◆ **Saved entries**
******************************
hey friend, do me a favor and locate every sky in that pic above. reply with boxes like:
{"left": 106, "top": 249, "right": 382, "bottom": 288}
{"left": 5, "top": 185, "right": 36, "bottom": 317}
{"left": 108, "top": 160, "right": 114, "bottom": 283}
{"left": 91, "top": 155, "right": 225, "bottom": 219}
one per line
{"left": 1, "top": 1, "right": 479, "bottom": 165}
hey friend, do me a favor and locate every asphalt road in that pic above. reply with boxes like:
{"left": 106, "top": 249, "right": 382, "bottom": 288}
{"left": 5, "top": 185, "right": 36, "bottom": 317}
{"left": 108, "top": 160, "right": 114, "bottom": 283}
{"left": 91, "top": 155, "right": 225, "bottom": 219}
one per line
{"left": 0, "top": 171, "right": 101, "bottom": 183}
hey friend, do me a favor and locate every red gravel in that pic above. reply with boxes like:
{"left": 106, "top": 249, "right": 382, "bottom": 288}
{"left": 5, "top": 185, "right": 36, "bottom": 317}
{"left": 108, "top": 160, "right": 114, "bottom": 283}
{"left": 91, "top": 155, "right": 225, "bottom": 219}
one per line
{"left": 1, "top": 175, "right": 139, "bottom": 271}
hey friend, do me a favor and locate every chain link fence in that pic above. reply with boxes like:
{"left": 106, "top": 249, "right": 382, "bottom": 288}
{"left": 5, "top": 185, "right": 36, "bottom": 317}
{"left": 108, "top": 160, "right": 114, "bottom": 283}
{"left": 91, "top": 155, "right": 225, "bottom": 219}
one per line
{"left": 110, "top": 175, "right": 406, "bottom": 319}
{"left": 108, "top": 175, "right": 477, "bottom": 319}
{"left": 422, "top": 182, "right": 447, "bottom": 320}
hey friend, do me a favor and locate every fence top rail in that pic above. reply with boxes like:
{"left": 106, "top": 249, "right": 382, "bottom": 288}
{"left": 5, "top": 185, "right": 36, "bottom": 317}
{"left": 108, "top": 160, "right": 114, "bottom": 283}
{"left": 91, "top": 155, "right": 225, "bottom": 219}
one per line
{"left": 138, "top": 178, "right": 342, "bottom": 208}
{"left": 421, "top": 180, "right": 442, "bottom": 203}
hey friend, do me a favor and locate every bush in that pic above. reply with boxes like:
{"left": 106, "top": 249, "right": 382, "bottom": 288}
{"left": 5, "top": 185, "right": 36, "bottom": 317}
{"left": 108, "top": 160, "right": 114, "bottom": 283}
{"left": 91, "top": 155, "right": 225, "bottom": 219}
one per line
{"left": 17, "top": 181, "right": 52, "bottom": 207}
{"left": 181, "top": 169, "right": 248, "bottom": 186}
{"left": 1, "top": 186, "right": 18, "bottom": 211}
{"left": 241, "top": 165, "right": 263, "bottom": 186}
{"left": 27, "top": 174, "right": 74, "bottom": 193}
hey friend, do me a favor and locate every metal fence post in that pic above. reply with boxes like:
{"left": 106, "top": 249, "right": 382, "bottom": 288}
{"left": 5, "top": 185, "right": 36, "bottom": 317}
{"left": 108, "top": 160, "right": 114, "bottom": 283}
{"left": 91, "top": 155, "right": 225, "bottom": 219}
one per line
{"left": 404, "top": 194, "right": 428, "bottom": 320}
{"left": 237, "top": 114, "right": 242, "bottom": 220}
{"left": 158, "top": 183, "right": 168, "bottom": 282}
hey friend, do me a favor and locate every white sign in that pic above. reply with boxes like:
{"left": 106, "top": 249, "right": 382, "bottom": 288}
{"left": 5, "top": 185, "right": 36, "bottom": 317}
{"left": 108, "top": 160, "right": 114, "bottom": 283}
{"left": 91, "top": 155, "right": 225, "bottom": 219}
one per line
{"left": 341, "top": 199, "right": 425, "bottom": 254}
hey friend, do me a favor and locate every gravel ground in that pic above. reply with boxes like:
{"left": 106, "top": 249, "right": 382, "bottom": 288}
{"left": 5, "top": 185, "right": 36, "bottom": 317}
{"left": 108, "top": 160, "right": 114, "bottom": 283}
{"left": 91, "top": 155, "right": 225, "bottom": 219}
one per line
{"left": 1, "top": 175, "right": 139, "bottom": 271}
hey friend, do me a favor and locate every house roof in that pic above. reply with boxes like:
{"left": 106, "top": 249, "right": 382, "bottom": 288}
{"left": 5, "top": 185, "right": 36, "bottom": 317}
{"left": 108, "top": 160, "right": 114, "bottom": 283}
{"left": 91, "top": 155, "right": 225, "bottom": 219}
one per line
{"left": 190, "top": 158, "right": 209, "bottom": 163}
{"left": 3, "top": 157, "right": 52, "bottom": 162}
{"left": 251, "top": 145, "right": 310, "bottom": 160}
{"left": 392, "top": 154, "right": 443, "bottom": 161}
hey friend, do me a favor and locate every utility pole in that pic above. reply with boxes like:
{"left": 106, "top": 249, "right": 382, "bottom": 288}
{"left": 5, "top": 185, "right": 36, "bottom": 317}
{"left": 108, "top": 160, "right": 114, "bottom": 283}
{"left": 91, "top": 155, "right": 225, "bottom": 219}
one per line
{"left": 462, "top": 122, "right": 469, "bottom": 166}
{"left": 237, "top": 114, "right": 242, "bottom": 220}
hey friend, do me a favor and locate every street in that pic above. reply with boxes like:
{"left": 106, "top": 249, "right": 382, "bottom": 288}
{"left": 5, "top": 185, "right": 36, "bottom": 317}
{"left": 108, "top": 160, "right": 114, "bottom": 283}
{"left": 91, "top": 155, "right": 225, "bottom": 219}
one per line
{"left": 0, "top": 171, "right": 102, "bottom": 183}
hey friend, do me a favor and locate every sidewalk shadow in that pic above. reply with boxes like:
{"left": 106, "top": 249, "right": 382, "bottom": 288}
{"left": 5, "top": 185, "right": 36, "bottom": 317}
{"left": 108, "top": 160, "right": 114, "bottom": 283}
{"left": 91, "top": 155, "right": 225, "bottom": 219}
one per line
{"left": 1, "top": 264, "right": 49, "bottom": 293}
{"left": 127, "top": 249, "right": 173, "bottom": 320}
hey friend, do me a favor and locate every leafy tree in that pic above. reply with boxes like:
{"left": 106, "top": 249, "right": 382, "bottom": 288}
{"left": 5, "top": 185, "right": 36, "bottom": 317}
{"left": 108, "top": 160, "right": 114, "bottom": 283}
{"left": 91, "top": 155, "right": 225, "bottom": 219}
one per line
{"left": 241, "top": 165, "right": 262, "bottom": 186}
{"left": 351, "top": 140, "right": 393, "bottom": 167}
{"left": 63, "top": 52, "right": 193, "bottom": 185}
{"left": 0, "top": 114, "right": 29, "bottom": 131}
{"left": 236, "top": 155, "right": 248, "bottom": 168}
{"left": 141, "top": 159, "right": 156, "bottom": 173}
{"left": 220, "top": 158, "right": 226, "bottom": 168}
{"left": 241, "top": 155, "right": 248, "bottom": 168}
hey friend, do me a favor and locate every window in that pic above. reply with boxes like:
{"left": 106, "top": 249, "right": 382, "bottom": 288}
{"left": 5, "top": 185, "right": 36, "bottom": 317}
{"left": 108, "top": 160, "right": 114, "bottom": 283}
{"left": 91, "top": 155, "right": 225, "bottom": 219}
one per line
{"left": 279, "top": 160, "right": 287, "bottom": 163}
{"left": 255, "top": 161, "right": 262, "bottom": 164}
******************************
◆ **Task goal**
Look through the entries above. Copy out every line holding the word "fence".

◆ **Reply to the task**
hey friend, do me a favor and locate every chain link fence in that pic above. reply with boxes like:
hey friend, do me a favor and locate every fence top rail in that pic above. reply with boxes like:
hey friend, do me a favor and locate every metal fence post in that pic above. reply with boxes like:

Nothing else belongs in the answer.